◆ **Objective**:
List each line of the items below as a JSON array of strings, one string per line and no blank lines, covering only the stretch from the line containing "the stone church" through the line containing "x=248, y=160", both ends included.

══════════════════════════════

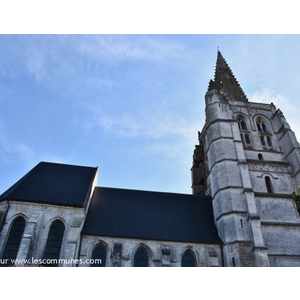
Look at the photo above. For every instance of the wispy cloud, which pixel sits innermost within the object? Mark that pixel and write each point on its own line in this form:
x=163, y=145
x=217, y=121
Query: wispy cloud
x=124, y=47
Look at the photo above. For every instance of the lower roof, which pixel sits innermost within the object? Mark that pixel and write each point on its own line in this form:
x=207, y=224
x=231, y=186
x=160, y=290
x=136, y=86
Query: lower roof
x=151, y=215
x=53, y=183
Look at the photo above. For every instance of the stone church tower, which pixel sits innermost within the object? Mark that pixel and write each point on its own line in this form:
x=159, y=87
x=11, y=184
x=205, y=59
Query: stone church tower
x=248, y=160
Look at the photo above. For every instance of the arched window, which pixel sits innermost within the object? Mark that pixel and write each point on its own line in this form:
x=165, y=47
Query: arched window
x=14, y=240
x=98, y=257
x=245, y=137
x=242, y=124
x=188, y=259
x=141, y=258
x=54, y=242
x=269, y=184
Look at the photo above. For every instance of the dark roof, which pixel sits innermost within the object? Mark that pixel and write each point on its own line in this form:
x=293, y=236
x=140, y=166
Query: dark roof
x=151, y=215
x=53, y=183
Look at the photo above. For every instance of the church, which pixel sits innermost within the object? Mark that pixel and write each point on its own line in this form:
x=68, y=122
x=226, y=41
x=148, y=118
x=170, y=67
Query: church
x=241, y=212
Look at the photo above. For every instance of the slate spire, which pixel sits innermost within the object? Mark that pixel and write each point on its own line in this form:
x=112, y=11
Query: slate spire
x=225, y=81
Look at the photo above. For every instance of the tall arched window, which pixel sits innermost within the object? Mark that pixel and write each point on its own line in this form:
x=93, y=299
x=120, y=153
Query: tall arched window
x=245, y=136
x=188, y=259
x=14, y=240
x=141, y=258
x=54, y=242
x=261, y=126
x=269, y=184
x=98, y=257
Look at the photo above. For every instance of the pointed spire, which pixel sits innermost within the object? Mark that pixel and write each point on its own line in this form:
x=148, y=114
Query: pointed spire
x=225, y=81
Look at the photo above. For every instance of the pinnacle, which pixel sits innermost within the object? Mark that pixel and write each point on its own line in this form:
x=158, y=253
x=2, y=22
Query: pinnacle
x=226, y=82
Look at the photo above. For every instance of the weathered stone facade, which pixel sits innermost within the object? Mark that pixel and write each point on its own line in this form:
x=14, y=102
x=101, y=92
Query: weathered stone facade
x=250, y=158
x=245, y=168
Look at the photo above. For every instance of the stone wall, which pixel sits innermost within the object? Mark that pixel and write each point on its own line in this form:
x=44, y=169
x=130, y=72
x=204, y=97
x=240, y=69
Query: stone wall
x=205, y=255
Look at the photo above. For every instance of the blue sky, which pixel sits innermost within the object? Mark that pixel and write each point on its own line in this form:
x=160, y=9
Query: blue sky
x=130, y=104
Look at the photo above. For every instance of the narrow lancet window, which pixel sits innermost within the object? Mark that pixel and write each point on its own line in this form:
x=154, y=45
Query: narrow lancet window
x=188, y=259
x=98, y=257
x=54, y=242
x=269, y=184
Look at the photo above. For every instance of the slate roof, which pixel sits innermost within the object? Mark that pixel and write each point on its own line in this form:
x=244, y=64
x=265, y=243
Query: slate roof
x=151, y=215
x=53, y=183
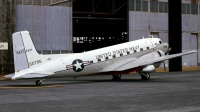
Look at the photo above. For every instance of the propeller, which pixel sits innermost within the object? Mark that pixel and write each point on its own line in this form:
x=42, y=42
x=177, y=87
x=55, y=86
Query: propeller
x=166, y=53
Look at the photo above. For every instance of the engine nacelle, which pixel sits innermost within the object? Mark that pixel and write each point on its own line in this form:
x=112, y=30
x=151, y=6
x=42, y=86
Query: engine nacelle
x=149, y=68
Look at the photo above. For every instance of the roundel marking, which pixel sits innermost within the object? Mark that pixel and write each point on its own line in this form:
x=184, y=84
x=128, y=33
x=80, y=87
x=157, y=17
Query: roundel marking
x=78, y=65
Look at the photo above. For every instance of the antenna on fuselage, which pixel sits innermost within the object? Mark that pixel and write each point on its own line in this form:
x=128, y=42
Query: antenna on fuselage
x=151, y=36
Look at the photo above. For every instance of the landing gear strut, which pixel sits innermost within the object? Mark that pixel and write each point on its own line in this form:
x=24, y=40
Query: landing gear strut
x=116, y=77
x=145, y=76
x=38, y=82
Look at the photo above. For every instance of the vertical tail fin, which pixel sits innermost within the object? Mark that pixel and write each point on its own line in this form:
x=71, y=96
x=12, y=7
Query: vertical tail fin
x=25, y=54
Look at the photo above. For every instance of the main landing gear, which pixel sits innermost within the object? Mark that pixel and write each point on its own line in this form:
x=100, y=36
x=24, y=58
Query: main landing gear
x=145, y=76
x=116, y=77
x=38, y=82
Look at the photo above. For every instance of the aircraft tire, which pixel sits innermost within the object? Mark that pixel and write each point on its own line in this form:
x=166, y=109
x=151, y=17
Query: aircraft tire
x=116, y=77
x=145, y=76
x=38, y=82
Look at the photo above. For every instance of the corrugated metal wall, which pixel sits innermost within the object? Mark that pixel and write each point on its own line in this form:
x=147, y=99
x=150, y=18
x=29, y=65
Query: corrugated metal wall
x=155, y=21
x=49, y=26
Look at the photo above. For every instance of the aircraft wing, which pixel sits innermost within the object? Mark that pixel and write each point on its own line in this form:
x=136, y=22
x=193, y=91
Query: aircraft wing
x=31, y=74
x=144, y=62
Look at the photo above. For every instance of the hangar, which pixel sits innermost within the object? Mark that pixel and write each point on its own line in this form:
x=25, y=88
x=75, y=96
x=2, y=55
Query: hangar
x=66, y=26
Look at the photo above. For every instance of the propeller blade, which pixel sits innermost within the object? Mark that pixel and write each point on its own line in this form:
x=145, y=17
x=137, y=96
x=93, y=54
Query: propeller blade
x=164, y=66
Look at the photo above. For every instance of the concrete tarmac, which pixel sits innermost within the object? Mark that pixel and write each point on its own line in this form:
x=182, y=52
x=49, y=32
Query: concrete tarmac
x=174, y=92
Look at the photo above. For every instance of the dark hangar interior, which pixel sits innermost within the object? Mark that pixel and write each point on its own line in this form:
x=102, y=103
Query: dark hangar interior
x=99, y=23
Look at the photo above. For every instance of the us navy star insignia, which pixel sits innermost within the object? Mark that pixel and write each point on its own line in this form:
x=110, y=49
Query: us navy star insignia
x=77, y=65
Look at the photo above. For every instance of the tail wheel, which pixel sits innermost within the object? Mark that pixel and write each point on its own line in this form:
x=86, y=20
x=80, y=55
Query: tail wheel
x=145, y=76
x=38, y=82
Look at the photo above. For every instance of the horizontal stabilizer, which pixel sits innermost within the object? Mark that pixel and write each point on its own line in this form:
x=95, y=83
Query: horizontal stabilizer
x=138, y=63
x=27, y=76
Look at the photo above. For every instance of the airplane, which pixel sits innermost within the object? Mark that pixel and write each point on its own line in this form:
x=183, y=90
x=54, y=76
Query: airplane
x=142, y=56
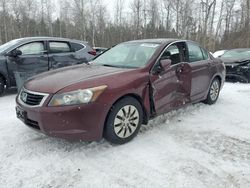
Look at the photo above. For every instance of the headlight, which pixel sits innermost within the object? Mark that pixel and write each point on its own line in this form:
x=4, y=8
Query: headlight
x=77, y=97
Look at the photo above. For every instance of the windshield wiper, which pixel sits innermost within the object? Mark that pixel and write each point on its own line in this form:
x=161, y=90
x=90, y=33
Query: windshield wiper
x=108, y=65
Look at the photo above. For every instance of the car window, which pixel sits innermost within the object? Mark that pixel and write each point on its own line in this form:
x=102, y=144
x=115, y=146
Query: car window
x=76, y=46
x=128, y=55
x=34, y=48
x=173, y=53
x=59, y=47
x=205, y=54
x=195, y=53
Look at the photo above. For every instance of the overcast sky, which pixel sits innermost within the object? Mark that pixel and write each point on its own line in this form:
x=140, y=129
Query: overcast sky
x=110, y=5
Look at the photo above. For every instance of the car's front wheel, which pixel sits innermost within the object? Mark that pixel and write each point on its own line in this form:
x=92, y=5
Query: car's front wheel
x=214, y=92
x=124, y=121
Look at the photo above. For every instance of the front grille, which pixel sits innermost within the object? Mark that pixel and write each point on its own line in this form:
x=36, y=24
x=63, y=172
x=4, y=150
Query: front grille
x=31, y=98
x=32, y=124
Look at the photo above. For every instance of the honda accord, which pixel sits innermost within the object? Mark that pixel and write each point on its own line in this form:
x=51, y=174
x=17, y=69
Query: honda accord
x=125, y=87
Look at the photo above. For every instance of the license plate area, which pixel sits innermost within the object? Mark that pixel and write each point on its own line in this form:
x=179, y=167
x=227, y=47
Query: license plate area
x=21, y=114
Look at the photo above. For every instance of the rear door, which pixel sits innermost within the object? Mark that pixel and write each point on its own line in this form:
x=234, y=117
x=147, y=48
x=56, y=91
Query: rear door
x=34, y=59
x=200, y=63
x=61, y=54
x=171, y=88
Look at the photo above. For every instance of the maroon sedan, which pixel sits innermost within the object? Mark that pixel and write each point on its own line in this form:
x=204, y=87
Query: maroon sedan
x=120, y=90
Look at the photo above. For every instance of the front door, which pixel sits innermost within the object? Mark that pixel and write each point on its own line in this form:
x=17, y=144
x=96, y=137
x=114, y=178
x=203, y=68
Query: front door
x=33, y=60
x=171, y=88
x=200, y=63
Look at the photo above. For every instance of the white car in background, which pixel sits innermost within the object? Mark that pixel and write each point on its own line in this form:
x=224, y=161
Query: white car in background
x=219, y=53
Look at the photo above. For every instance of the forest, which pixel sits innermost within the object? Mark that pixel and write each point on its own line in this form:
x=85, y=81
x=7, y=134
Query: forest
x=216, y=24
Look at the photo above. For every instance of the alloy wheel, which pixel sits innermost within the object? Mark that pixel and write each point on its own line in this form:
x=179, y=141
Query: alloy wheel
x=126, y=121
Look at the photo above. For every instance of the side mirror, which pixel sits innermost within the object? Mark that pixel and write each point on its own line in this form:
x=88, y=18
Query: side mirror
x=14, y=53
x=165, y=64
x=162, y=66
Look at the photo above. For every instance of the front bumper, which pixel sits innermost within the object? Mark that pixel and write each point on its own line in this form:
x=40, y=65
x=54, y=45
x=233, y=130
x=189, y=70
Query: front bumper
x=79, y=122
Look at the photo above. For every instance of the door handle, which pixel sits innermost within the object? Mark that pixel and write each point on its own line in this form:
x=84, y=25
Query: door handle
x=179, y=69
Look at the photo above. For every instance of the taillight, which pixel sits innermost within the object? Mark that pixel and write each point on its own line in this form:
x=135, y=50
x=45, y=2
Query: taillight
x=92, y=53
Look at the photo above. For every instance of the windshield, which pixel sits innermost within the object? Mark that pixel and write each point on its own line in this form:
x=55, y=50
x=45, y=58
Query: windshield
x=8, y=45
x=128, y=55
x=237, y=54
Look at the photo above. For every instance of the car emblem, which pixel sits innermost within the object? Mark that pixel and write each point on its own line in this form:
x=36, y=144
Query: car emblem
x=24, y=96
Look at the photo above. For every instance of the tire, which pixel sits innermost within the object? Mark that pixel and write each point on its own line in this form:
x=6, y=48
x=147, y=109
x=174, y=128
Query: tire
x=2, y=86
x=123, y=121
x=214, y=92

══════════════════════════════

◆ **Solution for this problem**:
[
  "Look at the photo above. For every instance of the stone church tower, which pixel sits innermost within the object? Mark that pixel and write each point on its own line in this form:",
  "x=159, y=87",
  "x=11, y=184",
  "x=205, y=59",
  "Query: stone church tower",
  "x=248, y=160"
]